>>>
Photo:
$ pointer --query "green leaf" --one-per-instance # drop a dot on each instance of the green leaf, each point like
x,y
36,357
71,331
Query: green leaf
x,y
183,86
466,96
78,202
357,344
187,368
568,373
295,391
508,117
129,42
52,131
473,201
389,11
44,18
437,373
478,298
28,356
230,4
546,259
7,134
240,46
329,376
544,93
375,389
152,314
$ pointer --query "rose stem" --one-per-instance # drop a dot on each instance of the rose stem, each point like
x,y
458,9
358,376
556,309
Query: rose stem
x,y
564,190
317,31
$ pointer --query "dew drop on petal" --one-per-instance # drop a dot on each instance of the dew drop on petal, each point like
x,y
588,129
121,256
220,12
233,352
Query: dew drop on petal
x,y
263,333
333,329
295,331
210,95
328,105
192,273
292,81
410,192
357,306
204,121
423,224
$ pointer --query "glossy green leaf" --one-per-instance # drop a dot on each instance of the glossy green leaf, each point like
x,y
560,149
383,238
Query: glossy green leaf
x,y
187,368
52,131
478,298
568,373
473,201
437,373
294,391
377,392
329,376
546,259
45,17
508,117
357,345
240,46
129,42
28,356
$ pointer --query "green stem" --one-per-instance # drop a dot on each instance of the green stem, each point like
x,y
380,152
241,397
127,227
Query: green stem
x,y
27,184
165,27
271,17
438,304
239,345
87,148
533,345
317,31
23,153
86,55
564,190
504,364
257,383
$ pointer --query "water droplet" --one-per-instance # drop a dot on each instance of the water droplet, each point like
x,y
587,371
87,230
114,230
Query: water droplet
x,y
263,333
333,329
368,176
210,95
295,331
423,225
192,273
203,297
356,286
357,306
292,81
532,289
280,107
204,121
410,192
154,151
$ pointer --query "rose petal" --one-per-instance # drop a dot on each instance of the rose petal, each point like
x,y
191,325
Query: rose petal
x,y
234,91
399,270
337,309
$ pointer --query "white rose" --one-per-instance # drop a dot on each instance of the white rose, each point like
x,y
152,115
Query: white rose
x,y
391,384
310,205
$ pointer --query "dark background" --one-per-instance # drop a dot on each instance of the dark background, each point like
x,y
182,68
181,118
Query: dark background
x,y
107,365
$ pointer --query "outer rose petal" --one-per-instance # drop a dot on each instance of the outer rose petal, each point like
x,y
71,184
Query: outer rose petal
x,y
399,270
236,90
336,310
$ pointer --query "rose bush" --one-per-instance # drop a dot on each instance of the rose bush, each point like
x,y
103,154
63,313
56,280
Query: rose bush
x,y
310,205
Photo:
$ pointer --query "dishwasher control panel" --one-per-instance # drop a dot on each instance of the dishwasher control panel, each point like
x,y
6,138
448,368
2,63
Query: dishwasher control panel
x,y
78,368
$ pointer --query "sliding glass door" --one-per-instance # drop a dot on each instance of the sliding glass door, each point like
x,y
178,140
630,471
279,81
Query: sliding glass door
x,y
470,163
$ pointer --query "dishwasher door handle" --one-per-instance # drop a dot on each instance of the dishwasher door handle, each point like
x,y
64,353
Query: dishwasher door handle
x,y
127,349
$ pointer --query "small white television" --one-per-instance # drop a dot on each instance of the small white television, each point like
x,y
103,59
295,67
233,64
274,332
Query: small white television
<<<
## WORK ORDER
Exactly as written, return every line of the material.

## SOLUTION
Photo:
$ pointer --query "green leaf" --one-per-instance # drop a dot on each instance of the green leaf, each point like
x,y
36,357
71,331
Query: green leaf
x,y
183,86
466,96
78,202
357,344
187,368
568,373
295,391
508,117
129,42
52,131
473,201
389,11
44,18
437,373
478,298
28,356
230,4
546,259
7,134
240,46
329,376
544,93
375,389
152,314
$ pointer --query "rose stem" --one-per-instance # drop a dot on each instance of the rose stem, each point like
x,y
458,9
358,376
556,309
Query: rose stem
x,y
564,190
317,31
$ pointer --query "dew drop on petal" --one-per-instance # drop a dot on each instance of the dew drop on petal, each point like
x,y
588,129
121,256
220,12
233,352
Query: dew drop on petal
x,y
263,333
333,329
295,331
210,95
328,105
192,273
292,81
410,192
357,306
204,121
423,224
$ pointer --query "glossy green leaf" --one-per-instance # drop a dot on each instance of the glossy green leaf, each point like
x,y
560,149
383,238
Query: glossy green leaf
x,y
187,368
52,131
478,298
568,373
473,201
437,373
294,391
377,392
329,376
546,259
45,17
508,117
357,345
240,46
129,42
28,356
$ pointer --query "green stem" --one-per-instance # drop a dot on each instance of the green stem, each point like
x,y
380,152
241,397
127,227
Query: green stem
x,y
27,184
165,27
271,17
438,304
239,345
87,148
533,345
317,31
23,153
86,55
564,190
504,364
257,383
$ pointer --query "water droplet" --one-per-instance # drop a dot on each instance of the water droplet, each point like
x,y
587,371
87,230
114,230
Query: water droplet
x,y
263,333
333,329
368,176
210,95
295,331
423,225
192,273
203,297
356,286
357,306
292,81
532,289
280,107
204,121
410,192
154,151
$ pointer --query "rose petal" --one-per-instance # drop a dot on each instance of the rose petal, each point like
x,y
191,325
Query: rose petal
x,y
234,91
399,270
337,309
$ pointer --query "white rose" --one-per-instance # drop a dot on each instance of the white rose, each point like
x,y
152,115
Query: white rose
x,y
391,384
310,205
$ pointer --query "dark background" --one-per-instance # drop a dot on each instance of the dark background, each point like
x,y
182,68
181,118
Query: dark background
x,y
107,365
$ pointer --query "outer rose petal" --one-per-instance # drop a dot on each instance of the outer rose petal, each point like
x,y
71,184
Query: outer rose petal
x,y
399,270
236,90
336,310
$ pointer --query "rose bush" --one-per-instance # drop a dot on each instance of the rose bush, each point like
x,y
103,154
63,313
56,280
Query: rose bush
x,y
310,205
Photo:
$ pointer --query "dishwasher control panel" --one-per-instance # drop a dot on each instance of the dishwasher control panel, each point like
x,y
6,138
448,368
2,63
Query: dishwasher control panel
x,y
78,368
$ pointer --query "sliding glass door" --one-per-instance # drop a dot on each instance of the sliding glass door, each point like
x,y
178,140
630,471
279,81
Query: sliding glass door
x,y
470,163
$ pointer --query "dishwasher door handle" --one-per-instance # drop a dot on each instance of the dishwasher door handle, each point like
x,y
64,353
Query: dishwasher door handle
x,y
127,349
$ pointer --query "small white television" --one-per-instance # drop a dot on each instance of the small white television, each point like
x,y
103,59
295,67
233,64
274,332
Query: small white television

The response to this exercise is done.